_Problem description_: Can you rewrite the passage of the letter on Vermont's senators below, starting at "Mainers are tired" and ending after "the Kavanaugh vote.", with "wobbling" changed to "teetering"?

== Text under study

Vermont’s two longtime senators, in my view, are the best of the lot. Patrick Leahy exudes integrity. Bernie Sanders is, well, Bernie, a man of the people, a true believer, a good socialist.

It was 1974 when I taught American Politics at Hartford High School in White River Jct., Vermont, when Patrick Leahy first ran for the U.S. Senate.

My students and I counted the Senate ballots on election night. We guessed early on that Leahy had won, the first Democratic senator ever elected from Vermont, now the longest-serving U.S. senator.

Leahy is not a grandstander. He’s a true Vermonter. His word is sacrosanct.

All those years prior to the rise of Rudi Giuliani with his make-believe lawyer shenanigans, when contracts were often sealed by a handshake in New England towns,  Leahy learned integrity.

If he says Supreme Court nominee Brett Kavanaugh lied under oath, you can take it to the bank.

Susan Collins is mixed up. Staying in the Senate may be sacrosanct to her, but at what cost?

Mainers are tired of her concern, her reservations. Oh she voted against tearing down the Affordable Care Act, only when it became the safe maneuver within her party.

Sen. Collins: We’ve got the picture. You’re wobbling on the fence prior to the Kavanaugh vote.


Susan Collins, you’re about to land on your ass. Save yourself. Rush next door to your Vermont neighbor’s office. Now.

====
== Input data

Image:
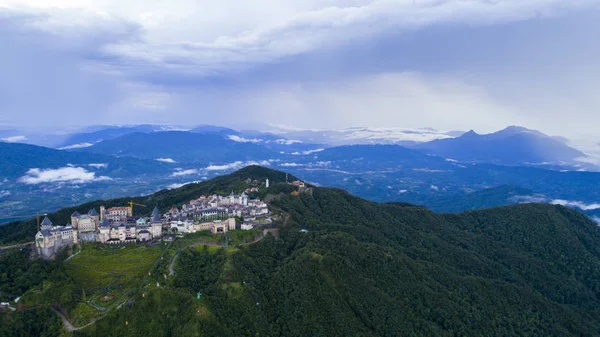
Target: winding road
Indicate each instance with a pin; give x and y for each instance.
(70, 327)
(273, 231)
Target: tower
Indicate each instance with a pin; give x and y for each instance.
(46, 224)
(75, 219)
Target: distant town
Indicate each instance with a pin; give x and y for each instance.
(118, 225)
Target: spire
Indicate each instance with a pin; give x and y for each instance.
(46, 222)
(155, 215)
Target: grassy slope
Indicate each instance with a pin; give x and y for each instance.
(368, 269)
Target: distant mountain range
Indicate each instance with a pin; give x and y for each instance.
(338, 266)
(186, 147)
(117, 161)
(511, 146)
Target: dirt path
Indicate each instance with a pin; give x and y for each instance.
(70, 327)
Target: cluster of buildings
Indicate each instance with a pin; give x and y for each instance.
(110, 226)
(218, 214)
(117, 225)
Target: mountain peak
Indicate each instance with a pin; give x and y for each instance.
(471, 133)
(513, 130)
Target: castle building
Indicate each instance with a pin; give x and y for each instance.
(51, 239)
(116, 214)
(85, 226)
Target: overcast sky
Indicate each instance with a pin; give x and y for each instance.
(447, 64)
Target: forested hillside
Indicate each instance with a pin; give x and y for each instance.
(383, 270)
(344, 266)
(23, 231)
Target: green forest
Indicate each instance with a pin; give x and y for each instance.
(344, 266)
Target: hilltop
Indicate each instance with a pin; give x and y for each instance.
(345, 266)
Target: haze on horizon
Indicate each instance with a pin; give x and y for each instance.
(450, 65)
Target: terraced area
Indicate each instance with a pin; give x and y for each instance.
(97, 268)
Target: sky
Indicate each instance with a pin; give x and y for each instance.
(446, 64)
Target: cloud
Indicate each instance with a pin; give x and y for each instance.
(576, 204)
(180, 172)
(224, 167)
(243, 140)
(236, 165)
(178, 185)
(76, 146)
(74, 175)
(166, 160)
(306, 153)
(198, 37)
(99, 165)
(287, 141)
(14, 139)
(287, 63)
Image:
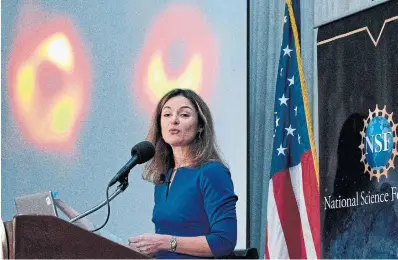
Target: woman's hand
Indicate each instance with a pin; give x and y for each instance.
(149, 244)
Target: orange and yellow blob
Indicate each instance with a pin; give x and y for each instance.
(49, 83)
(196, 70)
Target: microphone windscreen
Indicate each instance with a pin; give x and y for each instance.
(144, 151)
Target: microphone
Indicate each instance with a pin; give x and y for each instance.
(141, 153)
(163, 179)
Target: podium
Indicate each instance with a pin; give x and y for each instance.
(33, 236)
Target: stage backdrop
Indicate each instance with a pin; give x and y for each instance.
(358, 118)
(80, 80)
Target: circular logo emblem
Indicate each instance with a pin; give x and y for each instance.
(378, 143)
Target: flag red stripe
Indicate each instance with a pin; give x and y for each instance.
(266, 244)
(311, 195)
(289, 214)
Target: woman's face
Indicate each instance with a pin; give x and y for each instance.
(179, 122)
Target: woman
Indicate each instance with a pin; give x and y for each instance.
(194, 212)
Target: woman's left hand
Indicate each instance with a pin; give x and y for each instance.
(148, 244)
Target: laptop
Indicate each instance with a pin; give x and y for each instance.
(36, 204)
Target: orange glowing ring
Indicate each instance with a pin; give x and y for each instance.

====

_Written reply_:
Mainers are tired of her concern, her reservations. Oh she voted against tearing down the Affordable Care Act, only when it became the safe maneuver within her party.

Sen. Collins: We’ve got the picture. You’re teetering on the fence prior to the Kavanaugh vote.